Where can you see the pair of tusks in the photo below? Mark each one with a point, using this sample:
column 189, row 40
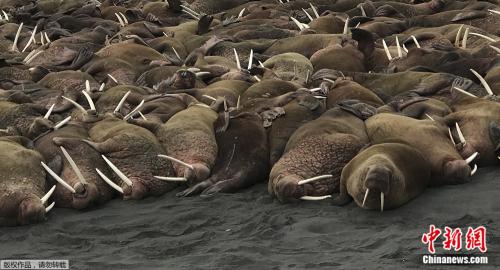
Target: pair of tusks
column 122, row 19
column 120, row 174
column 190, row 12
column 309, row 180
column 74, row 167
column 174, row 179
column 381, row 199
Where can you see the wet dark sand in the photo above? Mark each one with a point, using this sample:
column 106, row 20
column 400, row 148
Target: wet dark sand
column 251, row 231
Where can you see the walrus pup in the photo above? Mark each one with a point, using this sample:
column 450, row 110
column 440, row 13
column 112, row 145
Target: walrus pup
column 22, row 183
column 384, row 176
column 242, row 159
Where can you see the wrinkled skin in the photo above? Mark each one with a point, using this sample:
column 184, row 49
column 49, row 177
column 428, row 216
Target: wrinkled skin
column 94, row 191
column 320, row 147
column 22, row 183
column 134, row 150
column 397, row 170
column 427, row 136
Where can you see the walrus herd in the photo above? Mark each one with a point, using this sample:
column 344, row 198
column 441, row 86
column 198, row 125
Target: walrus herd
column 368, row 101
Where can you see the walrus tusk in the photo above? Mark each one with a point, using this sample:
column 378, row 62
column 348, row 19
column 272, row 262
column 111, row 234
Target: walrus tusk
column 177, row 161
column 315, row 11
column 237, row 59
column 387, row 52
column 57, row 178
column 315, row 198
column 400, row 53
column 483, row 36
column 416, row 41
column 120, row 104
column 46, row 197
column 471, row 158
column 78, row 106
column 473, row 170
column 366, row 196
column 89, row 100
column 75, row 168
column 62, row 123
column 14, row 45
column 460, row 134
column 464, row 92
column 457, row 38
column 113, row 78
column 134, row 111
column 250, row 60
column 495, row 48
column 50, row 207
column 483, row 82
column 451, row 136
column 464, row 40
column 308, row 15
column 122, row 176
column 171, row 179
column 346, row 26
column 47, row 115
column 122, row 24
column 109, row 182
column 381, row 202
column 32, row 38
column 308, row 180
column 299, row 24
column 240, row 15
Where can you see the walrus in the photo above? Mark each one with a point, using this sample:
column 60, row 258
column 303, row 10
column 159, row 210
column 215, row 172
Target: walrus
column 384, row 176
column 22, row 183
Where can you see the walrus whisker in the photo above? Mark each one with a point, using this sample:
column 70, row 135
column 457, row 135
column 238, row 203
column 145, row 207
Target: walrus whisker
column 464, row 92
column 177, row 161
column 89, row 100
column 16, row 38
column 48, row 208
column 171, row 179
column 47, row 115
column 120, row 174
column 460, row 134
column 46, row 197
column 62, row 123
column 307, row 14
column 387, row 52
column 78, row 106
column 483, row 82
column 381, row 202
column 400, row 53
column 120, row 104
column 238, row 64
column 72, row 163
column 457, row 37
column 250, row 60
column 113, row 78
column 495, row 48
column 464, row 40
column 32, row 38
column 483, row 36
column 133, row 111
column 309, row 180
column 315, row 11
column 471, row 158
column 57, row 178
column 315, row 198
column 415, row 41
column 120, row 20
column 474, row 170
column 366, row 196
column 109, row 182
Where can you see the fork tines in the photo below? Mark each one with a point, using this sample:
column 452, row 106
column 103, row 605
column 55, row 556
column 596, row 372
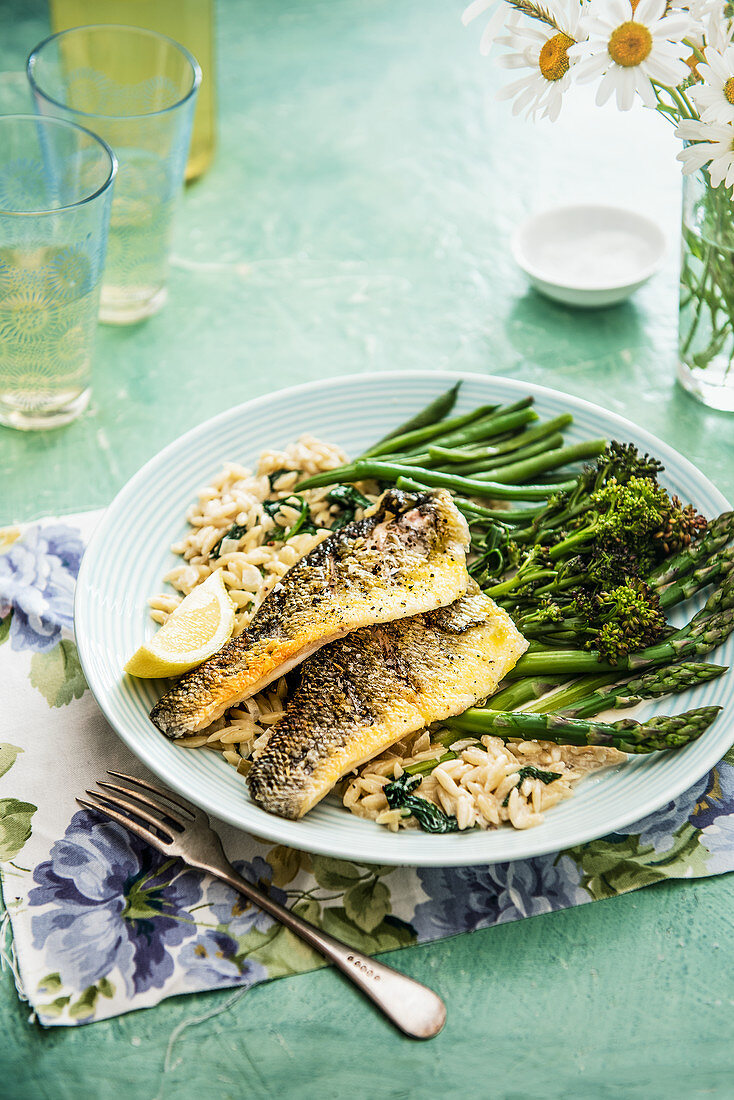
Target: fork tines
column 132, row 809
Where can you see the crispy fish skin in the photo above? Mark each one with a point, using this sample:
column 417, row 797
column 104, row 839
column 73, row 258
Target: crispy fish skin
column 407, row 558
column 367, row 691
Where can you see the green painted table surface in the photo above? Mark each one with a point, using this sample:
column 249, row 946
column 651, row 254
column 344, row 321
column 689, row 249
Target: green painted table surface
column 358, row 219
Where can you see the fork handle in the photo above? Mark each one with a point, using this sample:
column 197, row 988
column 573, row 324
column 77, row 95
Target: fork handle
column 415, row 1009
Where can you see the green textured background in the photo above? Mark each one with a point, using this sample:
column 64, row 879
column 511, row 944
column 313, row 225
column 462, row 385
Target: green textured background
column 357, row 218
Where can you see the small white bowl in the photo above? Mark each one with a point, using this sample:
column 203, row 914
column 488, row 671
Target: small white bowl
column 589, row 255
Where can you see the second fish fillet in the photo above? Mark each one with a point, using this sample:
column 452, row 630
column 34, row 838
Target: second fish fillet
column 361, row 694
column 407, row 558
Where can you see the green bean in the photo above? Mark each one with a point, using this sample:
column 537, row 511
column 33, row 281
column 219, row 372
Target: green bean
column 534, row 466
column 496, row 462
column 398, row 444
column 489, row 428
column 435, row 479
column 508, row 516
column 435, row 410
column 515, row 442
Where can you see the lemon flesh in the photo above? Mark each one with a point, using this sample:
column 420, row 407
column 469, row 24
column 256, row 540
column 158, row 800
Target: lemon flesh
column 196, row 629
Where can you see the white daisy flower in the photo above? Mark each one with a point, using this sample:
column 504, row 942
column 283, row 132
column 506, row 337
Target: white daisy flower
column 500, row 12
column 628, row 46
column 714, row 98
column 544, row 51
column 711, row 143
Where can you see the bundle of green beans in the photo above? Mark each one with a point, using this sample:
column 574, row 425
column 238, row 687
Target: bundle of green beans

→ ASSIGNMENT
Some lines above contain the word "beans". Copy each of them.

→ RESPONSE AREA
Where can you see the bundle of green beans in the photo above? Mark each one with a point, using this sample:
Target: bundle of green beans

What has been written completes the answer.